Teks Sumber:
══════
Dientry oleh Rizda - 24 March, 2017 - 2445 klik
Macan Tutul Semakin Sering Masuk Kampung, Puslitbang Hutan Membuat Peta Rawan Konflik Macan Tutul

P3H (Bogor, 23/03/2017)_Dalam satu dekade terakhir, kasus masuknya macan tutul ke pemukiman dan memangsa ternak, semakin sering terjadi. Sebagai langkah mitigasi, peneliti Puslitbang Hutan, Badan Litbang dan Inovasi Kementerian LHK melakukan penelitian untuk membuat peta rawan konflik macan tutul.

Prinsip pembuatan peta ini mirip dengan pembuatan peta rawan gempa atau peta rawan bencana alam, yaitu menggunakan analisis pemodelan spasial menggunakan GIS.
══════
Entri identifikasi lokasi:
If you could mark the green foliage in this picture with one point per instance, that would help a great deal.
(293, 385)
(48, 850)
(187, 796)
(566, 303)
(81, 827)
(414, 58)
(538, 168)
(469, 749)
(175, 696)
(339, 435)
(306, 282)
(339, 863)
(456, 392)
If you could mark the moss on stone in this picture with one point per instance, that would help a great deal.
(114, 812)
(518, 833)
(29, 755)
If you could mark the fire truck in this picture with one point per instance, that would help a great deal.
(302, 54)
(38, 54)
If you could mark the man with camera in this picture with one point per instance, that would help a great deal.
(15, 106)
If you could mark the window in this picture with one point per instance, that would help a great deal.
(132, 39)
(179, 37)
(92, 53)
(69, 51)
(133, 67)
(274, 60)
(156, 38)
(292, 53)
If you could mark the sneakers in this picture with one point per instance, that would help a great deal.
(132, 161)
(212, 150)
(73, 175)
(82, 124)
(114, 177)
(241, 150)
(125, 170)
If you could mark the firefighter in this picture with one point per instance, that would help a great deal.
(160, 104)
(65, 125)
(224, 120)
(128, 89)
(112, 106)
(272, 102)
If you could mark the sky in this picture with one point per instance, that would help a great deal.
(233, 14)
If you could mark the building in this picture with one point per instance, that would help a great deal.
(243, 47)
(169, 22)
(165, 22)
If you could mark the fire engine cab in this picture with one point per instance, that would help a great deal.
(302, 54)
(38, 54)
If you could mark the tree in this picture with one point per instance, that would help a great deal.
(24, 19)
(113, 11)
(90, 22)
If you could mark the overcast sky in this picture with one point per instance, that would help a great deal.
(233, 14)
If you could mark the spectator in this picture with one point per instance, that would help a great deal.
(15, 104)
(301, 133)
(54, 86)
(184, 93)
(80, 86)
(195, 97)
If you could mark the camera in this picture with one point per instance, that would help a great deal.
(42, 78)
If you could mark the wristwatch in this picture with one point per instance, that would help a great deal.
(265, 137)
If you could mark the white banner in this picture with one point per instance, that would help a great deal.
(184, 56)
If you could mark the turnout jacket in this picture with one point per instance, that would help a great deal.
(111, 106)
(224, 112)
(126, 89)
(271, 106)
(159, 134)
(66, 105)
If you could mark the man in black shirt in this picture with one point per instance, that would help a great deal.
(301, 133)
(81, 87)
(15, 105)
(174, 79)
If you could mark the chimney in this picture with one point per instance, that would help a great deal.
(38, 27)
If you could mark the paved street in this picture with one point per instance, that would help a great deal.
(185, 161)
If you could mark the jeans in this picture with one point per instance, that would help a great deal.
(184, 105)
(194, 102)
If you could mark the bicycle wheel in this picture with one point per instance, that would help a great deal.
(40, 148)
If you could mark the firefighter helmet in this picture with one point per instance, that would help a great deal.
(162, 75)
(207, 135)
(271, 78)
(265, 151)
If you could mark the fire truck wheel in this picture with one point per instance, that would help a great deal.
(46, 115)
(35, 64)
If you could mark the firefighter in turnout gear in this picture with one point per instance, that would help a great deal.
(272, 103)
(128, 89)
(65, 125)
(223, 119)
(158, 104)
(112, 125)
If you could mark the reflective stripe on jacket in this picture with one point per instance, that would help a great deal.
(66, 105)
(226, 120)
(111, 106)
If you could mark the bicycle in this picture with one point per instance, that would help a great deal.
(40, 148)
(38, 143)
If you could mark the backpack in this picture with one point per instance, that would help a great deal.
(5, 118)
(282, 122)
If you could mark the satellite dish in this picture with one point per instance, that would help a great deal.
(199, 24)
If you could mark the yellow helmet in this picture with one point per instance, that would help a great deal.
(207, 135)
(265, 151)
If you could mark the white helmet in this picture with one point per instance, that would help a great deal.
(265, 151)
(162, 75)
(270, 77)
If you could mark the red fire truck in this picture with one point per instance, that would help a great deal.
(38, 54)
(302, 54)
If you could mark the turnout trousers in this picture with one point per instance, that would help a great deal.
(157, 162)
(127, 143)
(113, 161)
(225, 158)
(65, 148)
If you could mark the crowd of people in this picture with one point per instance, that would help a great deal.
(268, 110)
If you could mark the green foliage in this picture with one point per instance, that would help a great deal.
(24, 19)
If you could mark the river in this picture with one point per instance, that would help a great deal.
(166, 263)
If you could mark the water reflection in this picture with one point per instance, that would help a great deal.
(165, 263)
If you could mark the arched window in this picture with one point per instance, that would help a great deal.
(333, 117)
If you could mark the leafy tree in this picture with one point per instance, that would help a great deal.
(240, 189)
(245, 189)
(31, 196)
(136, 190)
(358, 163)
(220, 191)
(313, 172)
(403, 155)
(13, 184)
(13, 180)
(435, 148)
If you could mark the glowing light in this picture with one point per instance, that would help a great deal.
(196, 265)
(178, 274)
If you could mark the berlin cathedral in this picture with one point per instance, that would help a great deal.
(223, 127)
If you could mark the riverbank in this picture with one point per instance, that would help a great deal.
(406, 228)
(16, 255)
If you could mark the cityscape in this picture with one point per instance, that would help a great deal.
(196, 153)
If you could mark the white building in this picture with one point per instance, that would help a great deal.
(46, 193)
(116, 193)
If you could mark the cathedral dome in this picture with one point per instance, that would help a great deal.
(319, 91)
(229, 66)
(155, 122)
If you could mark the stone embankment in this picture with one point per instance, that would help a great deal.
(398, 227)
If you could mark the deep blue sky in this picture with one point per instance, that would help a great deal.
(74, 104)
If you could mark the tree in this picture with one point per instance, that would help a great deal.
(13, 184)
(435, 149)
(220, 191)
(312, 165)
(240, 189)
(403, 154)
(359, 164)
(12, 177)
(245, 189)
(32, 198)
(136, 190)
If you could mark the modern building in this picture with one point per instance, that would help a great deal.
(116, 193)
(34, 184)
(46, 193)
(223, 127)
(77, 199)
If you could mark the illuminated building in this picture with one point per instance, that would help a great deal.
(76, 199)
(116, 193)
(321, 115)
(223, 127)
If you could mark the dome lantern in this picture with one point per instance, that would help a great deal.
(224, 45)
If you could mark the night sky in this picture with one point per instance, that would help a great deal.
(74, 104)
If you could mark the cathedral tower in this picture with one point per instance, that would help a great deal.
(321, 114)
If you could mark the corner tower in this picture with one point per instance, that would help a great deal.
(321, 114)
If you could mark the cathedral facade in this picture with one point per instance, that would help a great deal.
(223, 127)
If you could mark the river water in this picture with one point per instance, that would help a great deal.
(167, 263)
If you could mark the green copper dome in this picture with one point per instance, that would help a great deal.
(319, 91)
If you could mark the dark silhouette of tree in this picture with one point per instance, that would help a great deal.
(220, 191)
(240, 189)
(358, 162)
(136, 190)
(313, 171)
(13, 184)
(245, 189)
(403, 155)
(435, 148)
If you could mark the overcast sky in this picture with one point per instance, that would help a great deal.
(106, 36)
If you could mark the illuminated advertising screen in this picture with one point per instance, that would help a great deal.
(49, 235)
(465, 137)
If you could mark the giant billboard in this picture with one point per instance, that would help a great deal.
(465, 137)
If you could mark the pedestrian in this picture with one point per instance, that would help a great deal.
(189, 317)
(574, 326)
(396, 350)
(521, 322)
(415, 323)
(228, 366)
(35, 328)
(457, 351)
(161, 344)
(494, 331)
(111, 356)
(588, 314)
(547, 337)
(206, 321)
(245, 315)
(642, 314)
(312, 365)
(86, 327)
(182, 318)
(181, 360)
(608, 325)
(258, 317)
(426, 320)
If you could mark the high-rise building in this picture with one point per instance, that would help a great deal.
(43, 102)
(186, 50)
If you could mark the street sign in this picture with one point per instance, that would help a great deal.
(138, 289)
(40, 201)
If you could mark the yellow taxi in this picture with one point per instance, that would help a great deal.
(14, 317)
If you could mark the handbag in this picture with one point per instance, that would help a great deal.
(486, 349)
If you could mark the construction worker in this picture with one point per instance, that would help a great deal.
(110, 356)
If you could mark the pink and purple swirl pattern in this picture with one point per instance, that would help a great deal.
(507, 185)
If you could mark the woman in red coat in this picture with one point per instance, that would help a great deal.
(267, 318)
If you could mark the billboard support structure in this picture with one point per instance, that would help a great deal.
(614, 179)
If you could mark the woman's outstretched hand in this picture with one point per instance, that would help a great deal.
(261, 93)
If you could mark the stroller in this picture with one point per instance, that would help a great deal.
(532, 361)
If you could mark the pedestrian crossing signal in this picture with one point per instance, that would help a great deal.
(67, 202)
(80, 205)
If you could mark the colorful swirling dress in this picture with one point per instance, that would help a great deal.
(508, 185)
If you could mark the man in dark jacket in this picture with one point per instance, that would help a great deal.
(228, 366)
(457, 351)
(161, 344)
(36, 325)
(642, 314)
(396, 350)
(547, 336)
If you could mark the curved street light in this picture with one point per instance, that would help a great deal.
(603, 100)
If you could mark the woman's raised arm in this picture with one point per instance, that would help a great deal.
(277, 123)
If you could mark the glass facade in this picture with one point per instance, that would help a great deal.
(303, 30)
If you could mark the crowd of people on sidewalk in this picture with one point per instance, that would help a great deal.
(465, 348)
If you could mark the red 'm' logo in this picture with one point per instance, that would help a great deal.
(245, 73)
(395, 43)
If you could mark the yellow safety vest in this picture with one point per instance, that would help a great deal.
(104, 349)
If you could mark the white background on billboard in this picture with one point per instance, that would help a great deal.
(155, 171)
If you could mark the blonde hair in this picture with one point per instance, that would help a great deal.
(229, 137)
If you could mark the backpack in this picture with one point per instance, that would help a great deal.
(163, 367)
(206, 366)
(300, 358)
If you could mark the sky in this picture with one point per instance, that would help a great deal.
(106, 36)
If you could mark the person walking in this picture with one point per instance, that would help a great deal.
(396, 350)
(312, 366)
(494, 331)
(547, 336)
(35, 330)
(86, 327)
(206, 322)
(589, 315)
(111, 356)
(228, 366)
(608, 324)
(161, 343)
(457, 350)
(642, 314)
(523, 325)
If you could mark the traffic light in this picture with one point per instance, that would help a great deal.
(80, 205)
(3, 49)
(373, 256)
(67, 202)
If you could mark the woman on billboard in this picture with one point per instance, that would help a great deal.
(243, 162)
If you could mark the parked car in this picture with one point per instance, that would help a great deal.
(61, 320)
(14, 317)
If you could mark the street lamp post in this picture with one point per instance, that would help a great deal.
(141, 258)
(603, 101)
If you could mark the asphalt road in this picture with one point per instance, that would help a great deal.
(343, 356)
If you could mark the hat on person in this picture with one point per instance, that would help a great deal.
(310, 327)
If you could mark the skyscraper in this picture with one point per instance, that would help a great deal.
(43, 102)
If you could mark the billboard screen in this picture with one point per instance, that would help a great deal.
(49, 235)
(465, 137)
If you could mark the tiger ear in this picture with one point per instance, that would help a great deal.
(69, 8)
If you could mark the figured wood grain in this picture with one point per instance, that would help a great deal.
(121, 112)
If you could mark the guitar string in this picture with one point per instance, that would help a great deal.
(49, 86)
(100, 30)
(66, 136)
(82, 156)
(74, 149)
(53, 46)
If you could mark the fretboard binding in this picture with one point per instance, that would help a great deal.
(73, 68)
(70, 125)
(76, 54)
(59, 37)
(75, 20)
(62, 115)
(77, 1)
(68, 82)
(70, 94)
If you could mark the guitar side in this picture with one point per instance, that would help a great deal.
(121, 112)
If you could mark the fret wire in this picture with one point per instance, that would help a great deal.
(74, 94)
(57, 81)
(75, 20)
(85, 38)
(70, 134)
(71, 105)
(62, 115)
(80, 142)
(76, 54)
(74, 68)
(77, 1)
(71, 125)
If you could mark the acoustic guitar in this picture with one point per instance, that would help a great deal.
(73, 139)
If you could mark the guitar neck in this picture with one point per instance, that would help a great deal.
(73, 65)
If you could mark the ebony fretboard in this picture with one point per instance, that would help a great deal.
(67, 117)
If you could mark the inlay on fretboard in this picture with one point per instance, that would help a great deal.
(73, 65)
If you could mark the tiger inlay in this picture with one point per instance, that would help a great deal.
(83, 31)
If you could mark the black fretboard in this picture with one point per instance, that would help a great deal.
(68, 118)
══════
Ketentuan Latihan:
a) Tuliskan ulang kata demi kata bagian teks sumber, mulai dari "Prinsip pembuatan peta" dan berakhir pada "spasial menggunakan GIS.".
b) Berdasarkan teks sumber, jelaskan dalam satu hingga tiga kalimat mengapa peneliti Puslitbang Hutan membuat peta rawan konflik macan tutul.
Catatan-catatan tersebut tidak berperan dalam latihan ini.

Jawaban Tugas:
a)
Prinsip pembuatan peta ini mirip dengan pembuatan peta rawan gempa atau peta rawan bencana alam, yaitu menggunakan analisis pemodelan spasial menggunakan GIS.

b) Peta tersebut dibuat sebagai langkah mitigasi. Dalam satu dekade terakhir, kasus macan tutul masuk ke pemukiman dan memangsa ternak semakin sering terjadi.